Written request:
Show each line in the items below that contains the string "door". Case counts.

--

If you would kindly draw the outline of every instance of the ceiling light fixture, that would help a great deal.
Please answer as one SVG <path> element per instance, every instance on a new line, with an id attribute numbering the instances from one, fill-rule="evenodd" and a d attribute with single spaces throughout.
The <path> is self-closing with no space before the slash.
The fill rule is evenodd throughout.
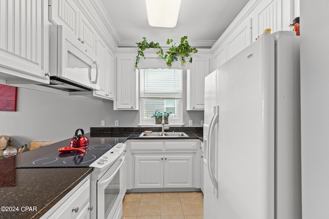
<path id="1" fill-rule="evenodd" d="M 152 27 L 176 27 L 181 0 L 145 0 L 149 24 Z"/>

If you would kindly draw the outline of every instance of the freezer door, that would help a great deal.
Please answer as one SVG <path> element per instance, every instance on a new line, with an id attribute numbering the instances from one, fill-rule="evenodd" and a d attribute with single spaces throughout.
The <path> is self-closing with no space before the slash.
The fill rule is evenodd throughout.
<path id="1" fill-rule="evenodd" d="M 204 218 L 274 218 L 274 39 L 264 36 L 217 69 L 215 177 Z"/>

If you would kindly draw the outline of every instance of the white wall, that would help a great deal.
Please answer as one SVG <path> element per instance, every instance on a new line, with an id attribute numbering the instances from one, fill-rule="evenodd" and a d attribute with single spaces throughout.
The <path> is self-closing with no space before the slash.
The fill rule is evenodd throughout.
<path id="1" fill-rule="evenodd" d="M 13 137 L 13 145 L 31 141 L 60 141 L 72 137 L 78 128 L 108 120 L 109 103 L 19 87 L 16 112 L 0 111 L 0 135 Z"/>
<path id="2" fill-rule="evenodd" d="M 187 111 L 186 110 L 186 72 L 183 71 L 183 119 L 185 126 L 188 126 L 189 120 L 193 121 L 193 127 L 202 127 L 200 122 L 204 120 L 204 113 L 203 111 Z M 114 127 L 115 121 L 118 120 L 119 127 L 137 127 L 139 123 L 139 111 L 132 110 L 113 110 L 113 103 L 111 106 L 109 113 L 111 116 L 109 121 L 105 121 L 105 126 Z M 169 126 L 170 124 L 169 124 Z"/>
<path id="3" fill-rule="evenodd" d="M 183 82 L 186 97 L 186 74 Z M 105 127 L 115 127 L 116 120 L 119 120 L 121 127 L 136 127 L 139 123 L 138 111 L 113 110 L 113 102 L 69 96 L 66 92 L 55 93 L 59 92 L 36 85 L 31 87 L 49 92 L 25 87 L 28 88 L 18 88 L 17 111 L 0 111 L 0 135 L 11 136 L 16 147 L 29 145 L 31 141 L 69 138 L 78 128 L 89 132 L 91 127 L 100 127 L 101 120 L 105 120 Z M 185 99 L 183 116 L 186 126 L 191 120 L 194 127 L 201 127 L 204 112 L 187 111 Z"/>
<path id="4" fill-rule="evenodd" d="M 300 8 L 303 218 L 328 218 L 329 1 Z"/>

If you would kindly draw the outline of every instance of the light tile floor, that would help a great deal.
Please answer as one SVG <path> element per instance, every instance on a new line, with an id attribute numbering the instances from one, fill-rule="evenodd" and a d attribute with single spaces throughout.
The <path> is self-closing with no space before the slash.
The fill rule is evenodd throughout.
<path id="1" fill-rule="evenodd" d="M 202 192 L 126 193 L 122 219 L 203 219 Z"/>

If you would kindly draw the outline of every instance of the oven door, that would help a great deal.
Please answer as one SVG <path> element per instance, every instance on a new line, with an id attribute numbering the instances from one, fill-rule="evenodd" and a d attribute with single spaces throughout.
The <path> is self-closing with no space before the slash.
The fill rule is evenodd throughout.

--

Reply to the exercise:
If you would kindly draw the outline of every instance of the freezer door, that would help a great deal.
If you would kindly draw the outline of every instance of the oven door, that would help a great deal.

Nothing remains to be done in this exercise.